▶ [What the task requires]
In the part of the listing below that opens with the line containing "of the sand" and runs through the end of the listing, swap "poster" for "banner" and write out only those lines, with everything else unchanged.
** BEGIN Rows **
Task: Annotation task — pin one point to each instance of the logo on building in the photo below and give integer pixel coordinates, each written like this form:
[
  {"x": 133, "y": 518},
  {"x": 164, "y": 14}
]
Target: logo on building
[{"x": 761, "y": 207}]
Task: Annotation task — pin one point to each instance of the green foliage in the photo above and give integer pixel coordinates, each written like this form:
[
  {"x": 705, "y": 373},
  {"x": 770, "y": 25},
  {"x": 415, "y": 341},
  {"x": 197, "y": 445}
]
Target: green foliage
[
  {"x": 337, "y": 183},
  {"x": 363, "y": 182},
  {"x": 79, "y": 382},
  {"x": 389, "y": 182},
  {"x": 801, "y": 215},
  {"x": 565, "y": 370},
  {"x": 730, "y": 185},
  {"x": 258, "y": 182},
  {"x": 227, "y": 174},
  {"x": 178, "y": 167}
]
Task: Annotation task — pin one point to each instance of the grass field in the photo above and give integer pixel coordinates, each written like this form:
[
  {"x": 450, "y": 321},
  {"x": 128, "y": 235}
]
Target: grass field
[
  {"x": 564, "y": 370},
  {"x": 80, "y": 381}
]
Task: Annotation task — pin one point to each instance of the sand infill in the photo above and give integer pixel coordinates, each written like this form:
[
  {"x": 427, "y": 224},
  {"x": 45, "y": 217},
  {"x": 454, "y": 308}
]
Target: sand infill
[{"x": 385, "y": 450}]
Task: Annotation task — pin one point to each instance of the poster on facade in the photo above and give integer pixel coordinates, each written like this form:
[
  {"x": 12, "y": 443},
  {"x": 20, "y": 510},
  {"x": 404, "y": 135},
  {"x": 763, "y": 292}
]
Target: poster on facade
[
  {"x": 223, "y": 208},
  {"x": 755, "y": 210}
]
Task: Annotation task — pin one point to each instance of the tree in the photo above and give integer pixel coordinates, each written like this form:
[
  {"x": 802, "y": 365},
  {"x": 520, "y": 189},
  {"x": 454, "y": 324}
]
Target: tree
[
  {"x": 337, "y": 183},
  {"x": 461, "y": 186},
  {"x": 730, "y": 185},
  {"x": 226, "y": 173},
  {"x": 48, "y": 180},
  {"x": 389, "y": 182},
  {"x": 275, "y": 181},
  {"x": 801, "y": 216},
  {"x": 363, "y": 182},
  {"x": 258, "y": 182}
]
** END Rows **
▶ [The solution]
Task: Annotation task — pin one point to each instance of the sand infill in the photo above and give integer pixel coordinates, each written like this form:
[
  {"x": 427, "y": 224},
  {"x": 45, "y": 217},
  {"x": 454, "y": 308}
]
Target: sand infill
[{"x": 385, "y": 450}]
Task: Annotation task — pin one point to each instance of the banner on facade in the photo above and give integer pixel coordinates, each written like this form:
[
  {"x": 12, "y": 443},
  {"x": 20, "y": 510},
  {"x": 404, "y": 135},
  {"x": 763, "y": 292}
]
Target: banner on facade
[
  {"x": 223, "y": 208},
  {"x": 755, "y": 210}
]
Task: Annotation task — pin one point to each instance of the tree in the photo above and give integer pixel coordinates, each written like this form:
[
  {"x": 802, "y": 365},
  {"x": 520, "y": 189},
  {"x": 454, "y": 324}
]
Target: tree
[
  {"x": 337, "y": 183},
  {"x": 461, "y": 186},
  {"x": 730, "y": 185},
  {"x": 226, "y": 173},
  {"x": 48, "y": 180},
  {"x": 389, "y": 182},
  {"x": 275, "y": 181},
  {"x": 801, "y": 216},
  {"x": 363, "y": 182},
  {"x": 258, "y": 182}
]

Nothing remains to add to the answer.